Add 62 to every coordinate value in the answers, and write out every line of the records again, from the start of the records up to and including the line with "x=494 y=104". Keep all other text in that span unchanged, and leave the pictures out.

-- Start Records to use --

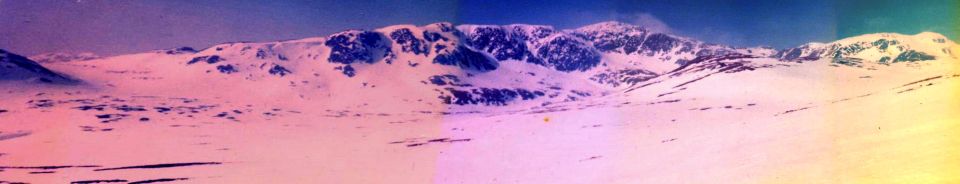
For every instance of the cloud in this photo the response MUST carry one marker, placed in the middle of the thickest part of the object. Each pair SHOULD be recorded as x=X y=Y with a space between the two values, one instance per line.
x=645 y=20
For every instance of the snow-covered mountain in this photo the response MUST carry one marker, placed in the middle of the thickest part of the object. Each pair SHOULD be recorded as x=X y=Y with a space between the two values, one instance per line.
x=14 y=67
x=439 y=103
x=873 y=49
x=491 y=65
x=63 y=57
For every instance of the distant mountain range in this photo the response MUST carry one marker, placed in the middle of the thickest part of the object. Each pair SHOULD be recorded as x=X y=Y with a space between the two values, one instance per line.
x=499 y=64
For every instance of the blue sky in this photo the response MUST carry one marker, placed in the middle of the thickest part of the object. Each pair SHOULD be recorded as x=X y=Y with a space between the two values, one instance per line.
x=117 y=27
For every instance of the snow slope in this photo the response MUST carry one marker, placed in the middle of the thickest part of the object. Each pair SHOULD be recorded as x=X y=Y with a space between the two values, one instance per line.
x=494 y=104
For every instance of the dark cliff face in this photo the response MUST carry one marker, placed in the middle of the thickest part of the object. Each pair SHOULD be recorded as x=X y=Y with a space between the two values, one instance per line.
x=357 y=47
x=568 y=54
x=16 y=67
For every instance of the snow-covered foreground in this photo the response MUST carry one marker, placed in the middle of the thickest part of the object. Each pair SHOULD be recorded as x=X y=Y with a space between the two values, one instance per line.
x=797 y=123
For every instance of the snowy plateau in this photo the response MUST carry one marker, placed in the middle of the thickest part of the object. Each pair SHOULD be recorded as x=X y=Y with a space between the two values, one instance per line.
x=442 y=103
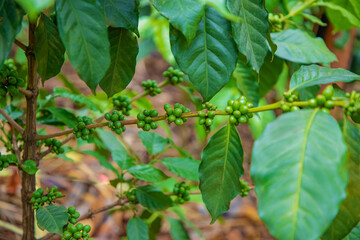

-- End Records to use --

▶ **Final result**:
For every instance of the cloud in this photo the response MUST carry one marker, placed in the middle of the thickest part of the object. Each pair SHOULD be recorded as x=X y=Y with a space between the two values, one instance per line.
x=707 y=82
For every instance of the snow-covered mountain in this photo the response MUST carry one marker, placed in the middle of the thickest part of the object. Each pair SHOULD be recorded as x=X y=Y with a space between the two values, one instance per line.
x=76 y=129
x=501 y=165
x=935 y=111
x=553 y=127
x=125 y=119
For every instance of the distant mountain range in this photo the response MUST carry one marker, placed in the middle of the thickest part of the object. Each pair SHOULD be recorded as x=X y=Y with a space between the two values, one instance per line.
x=561 y=126
For every instance of the blue sky in this photo the response MUST carry one marker, placed in the middle of the thickest part of the object. Each pair SHOULD be recorded as x=X y=Y with a space between the two values, one instance per line.
x=179 y=89
For every instance of the snow slope in this photo the response MUST carry one marker, placed in the middle of the thickest part of the object. Each pair SHOULD be recorded as x=X y=Y with a space between the two values, one instance per line.
x=556 y=166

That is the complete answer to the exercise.